● GIVEN PASSAGE

# My emmersed setup



## maknwar (Jul 16, 2007)

Well I decided to try something that was very easy and no maintenance.

Heres are the cryptocorynes I have in my emmersed setup:

C. minima 'Bukit Merah'
C. ideii
C. cordata 'KR01'
C. x purpurea
C. bangkaensis 'bangka giant'
C. usteriana x walkeri
C. cordata var. cordata "Blassii"
C. longicauda 'green'
C. moehlmanni
C. x willissii "Lucens"
C. usteriana
C. affinis
C. Retrospiralis
C. Wendtii 'green gecko'
C. nurii - 'pahang'
C. usterenia
C. spiaralis - dwarf
C. parva

I also have a stem of Hygrophila sp. 'araguaia'.


----------



## Plowboy (Apr 9, 2008)

What's the idea behind this? Is it just to get a bunch of propagation? JW because I thought most plants that were grown emersed suffered from pretty bad die off if you decided to submerge them.


----------



## His Majesty (Apr 5, 2005)

i dont even know what an emmersed setup is?

anyone care to explain please?


----------



## THE BLACK PIRANHA (Dec 8, 2003)

I think it is when you pot the plants and keep the pots soaked in water. So only the roots are in the water and not the whole plant. You can buy plants like this in so pet store now but I have no experience with them. I was thinking of buying some for my 50 breeder but have not made up my mind yet. Keep us informed on how the growth is once you plant them in the tank.


----------



## notaverage (Sep 10, 2005)

Selling these???
I don't get what your doing either...


----------



## maknwar (Jul 16, 2007)

Its like keeping house plants. I just want to keep the plants. Most plants look a lot different when grown out of the water compared to under water like cryptocorynes. Cryptocorynes get a very nice spathe when grown emmersed.

● AIM OF THE TASK
Reproduce verbatim the part of the forum thread that opens with the words containing "I think it is" and closes with "(Sep 10, 2005)". Base all responses on the forum thread alone.

● SUPPLIED INFORMATION

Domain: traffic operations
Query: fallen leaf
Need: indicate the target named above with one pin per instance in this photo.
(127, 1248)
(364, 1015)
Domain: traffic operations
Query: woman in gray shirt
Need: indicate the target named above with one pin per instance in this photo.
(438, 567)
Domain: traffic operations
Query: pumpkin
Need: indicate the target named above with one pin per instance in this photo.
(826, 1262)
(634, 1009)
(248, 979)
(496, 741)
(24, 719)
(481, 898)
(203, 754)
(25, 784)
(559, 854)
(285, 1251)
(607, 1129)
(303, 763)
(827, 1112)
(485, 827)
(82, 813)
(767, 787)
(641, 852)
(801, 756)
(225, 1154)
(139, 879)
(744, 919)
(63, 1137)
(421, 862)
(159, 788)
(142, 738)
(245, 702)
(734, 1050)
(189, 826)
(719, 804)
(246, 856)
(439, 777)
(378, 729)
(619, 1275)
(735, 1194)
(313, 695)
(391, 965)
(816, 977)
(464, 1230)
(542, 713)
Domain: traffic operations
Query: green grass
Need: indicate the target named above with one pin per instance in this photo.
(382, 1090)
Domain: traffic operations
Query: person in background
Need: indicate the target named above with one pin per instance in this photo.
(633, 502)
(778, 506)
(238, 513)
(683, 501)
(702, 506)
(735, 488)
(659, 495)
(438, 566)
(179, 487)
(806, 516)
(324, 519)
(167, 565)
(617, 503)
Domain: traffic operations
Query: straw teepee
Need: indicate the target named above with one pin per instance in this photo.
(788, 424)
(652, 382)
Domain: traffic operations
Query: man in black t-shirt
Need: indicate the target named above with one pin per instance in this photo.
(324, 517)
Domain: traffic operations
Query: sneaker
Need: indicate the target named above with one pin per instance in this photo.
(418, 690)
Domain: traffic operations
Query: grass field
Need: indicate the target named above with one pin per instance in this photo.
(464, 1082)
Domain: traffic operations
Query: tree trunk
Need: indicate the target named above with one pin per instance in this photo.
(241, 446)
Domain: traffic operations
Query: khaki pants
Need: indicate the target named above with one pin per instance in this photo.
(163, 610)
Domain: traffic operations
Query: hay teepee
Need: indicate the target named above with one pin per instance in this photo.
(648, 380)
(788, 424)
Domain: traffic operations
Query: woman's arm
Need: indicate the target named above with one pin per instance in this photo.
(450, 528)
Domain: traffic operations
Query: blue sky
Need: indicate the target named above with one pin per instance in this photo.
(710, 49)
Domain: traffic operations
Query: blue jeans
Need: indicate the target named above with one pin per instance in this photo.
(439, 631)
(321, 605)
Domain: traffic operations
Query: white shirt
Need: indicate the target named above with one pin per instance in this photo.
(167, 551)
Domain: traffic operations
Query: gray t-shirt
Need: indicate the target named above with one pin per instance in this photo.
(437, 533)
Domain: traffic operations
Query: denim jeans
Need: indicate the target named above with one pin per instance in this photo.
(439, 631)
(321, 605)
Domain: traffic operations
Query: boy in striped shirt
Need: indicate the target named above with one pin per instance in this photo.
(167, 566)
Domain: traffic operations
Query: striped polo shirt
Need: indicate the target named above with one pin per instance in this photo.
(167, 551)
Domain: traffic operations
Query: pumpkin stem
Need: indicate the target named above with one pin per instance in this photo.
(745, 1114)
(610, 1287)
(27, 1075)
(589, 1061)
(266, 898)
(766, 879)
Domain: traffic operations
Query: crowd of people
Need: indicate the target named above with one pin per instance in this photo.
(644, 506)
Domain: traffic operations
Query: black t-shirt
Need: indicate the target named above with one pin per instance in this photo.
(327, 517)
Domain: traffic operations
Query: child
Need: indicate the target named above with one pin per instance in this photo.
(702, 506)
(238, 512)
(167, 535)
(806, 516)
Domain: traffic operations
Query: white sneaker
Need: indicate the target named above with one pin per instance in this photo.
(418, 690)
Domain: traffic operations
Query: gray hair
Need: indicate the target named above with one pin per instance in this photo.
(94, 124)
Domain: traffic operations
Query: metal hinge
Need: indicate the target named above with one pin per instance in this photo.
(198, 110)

● RESPONSE TO THE TASK
I think it is when you pot the plants and keep the pots soaked in water. So only the roots are in the water and not the whole plant. You can buy plants like this in so pet store now but I have no experience with them. I was thinking of buying some for my 50 breeder but have not made up my mind yet. Keep us informed on how the growth is once you plant them in the tank.


----------



## notaverage (Sep 10, 2005)